## BEGIN ENTRIES SHOWN

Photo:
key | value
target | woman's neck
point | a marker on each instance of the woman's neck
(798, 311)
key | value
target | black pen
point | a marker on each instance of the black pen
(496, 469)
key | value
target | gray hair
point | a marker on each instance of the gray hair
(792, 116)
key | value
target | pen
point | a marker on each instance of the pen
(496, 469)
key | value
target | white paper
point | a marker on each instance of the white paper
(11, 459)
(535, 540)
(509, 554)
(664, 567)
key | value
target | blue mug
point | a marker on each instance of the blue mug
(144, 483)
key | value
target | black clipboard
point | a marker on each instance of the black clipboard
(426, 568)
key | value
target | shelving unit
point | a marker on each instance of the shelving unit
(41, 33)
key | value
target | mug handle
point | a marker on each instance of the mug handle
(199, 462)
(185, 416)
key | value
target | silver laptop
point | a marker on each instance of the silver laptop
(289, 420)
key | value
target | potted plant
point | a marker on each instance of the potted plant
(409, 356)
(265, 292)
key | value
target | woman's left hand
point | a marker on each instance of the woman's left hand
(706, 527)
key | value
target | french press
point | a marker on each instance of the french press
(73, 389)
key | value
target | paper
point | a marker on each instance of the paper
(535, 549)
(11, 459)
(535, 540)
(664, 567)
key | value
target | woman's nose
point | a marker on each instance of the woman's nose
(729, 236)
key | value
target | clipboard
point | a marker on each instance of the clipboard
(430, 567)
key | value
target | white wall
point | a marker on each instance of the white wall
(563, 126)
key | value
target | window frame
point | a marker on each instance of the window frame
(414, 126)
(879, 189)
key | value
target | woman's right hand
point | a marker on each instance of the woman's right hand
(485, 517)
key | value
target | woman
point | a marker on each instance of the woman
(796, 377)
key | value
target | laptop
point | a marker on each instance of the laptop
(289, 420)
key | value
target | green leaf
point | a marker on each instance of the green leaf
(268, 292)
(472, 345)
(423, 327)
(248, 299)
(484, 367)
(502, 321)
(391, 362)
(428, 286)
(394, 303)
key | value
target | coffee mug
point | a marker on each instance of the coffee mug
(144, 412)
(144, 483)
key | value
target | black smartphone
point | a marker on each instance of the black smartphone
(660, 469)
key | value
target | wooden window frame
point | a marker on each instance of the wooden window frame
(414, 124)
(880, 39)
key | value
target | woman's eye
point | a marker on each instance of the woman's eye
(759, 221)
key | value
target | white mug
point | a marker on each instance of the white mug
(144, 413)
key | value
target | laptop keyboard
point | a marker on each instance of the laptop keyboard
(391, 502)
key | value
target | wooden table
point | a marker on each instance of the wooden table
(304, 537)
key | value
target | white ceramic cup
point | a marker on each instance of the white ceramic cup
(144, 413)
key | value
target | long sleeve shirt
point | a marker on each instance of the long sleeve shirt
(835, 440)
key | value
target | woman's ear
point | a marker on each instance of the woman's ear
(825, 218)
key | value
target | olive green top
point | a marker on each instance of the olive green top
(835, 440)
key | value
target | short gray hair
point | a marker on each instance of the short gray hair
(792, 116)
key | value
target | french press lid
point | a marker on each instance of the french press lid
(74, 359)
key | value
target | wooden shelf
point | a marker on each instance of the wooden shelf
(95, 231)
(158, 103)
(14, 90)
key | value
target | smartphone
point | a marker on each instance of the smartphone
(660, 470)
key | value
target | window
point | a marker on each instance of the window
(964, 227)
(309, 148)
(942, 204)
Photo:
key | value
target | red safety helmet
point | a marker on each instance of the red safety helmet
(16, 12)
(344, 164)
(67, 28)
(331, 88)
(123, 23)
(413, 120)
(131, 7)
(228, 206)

## END ENTRIES SHOWN

> TASK PROMPT
Count the lines in the data above that contain the string "table", with case counting. Give only the number.

> PROBLEM SOLUTION
2